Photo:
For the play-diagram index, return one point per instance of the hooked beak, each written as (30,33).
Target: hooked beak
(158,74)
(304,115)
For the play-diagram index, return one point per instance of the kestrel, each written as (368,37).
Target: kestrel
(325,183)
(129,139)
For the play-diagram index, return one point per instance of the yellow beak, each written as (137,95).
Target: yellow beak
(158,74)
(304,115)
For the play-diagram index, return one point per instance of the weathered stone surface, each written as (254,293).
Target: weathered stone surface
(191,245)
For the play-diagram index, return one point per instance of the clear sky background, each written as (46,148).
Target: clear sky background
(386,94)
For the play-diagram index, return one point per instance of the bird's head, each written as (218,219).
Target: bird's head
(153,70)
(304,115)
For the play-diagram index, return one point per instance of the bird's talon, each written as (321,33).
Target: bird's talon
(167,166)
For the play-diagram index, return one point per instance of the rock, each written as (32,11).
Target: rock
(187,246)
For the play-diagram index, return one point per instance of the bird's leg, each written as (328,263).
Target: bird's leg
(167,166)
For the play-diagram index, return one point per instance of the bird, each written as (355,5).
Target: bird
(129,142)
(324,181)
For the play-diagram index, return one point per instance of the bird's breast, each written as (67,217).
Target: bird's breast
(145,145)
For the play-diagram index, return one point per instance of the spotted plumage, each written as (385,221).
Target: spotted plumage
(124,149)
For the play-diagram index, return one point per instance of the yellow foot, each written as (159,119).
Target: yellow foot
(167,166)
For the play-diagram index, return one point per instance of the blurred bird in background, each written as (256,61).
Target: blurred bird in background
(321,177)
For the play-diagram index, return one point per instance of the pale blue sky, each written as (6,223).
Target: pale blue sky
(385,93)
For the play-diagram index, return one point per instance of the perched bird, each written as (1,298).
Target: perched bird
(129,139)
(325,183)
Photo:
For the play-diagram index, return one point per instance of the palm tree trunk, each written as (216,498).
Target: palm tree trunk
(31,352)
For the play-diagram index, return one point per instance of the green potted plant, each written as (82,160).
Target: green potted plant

-----

**CHALLENGE**
Copy out all of the data above line by line, with no change to any word, number, or mark.

**CORRECT RESULT**
Photo:
For the play-diagram index, return one point per instance of the hooked beak, each written as (30,33).
Target: hooked beak
(158,74)
(304,115)
For the play-diagram index, return one point per instance of the kestrel, each written as (368,37).
Target: kestrel
(325,183)
(129,139)
For the play-diagram index, return one point per instance of the yellow beak, each written as (137,95).
Target: yellow beak
(158,74)
(304,115)
For the play-diagram index, return one point per instance of the weathered stone surface, each written as (254,293).
Target: weathered stone surface
(191,245)
For the play-diagram index, return one point per instance of the clear sky background, each written as (46,148).
Target: clear sky background
(386,94)
For the play-diagram index, return one point per instance of the bird's head, each written as (218,219).
Target: bird's head
(153,70)
(304,115)
For the play-diagram index, return one point per instance of the bird's talon, each written as (321,33).
Target: bird's talon
(167,166)
For the play-diagram index, return one point per instance of the rock, each written as (32,11).
Target: rock
(187,246)
For the play-diagram index, return one point per instance of the bird's leg, each written as (328,263).
Target: bird's leg
(167,166)
For the play-diagram index, return one point per instance of the bird, each written as (355,5).
Target: bird
(129,142)
(324,181)
For the play-diagram index, return one point per instance of the bird's breast, each written as (67,217).
Target: bird's breast
(145,145)
For the play-diagram index, return one point per instance of the spotted plumage, each written as (385,221).
Target: spotted plumage
(124,149)
For the play-diagram index, return one point per instance of the yellow foot, each written as (159,119).
Target: yellow foot
(167,166)
For the play-diagram index, return one point per instance of the blurred bird in background, each written as (256,61).
Target: blurred bird in background
(321,177)
For the play-diagram index, return one point per instance of the pale blue sky, each written as (6,223).
Target: pale blue sky
(385,93)
For the play-diagram index, return one point per instance of the perched bird, each written as (1,298).
Target: perched bird
(129,139)
(325,183)
Photo:
For the play-diagram index, return one point per instance of the palm tree trunk, each written as (216,498).
Target: palm tree trunk
(31,352)
For the play-diagram index, return one point per instance of the green potted plant, each written as (82,160).
Target: green potted plant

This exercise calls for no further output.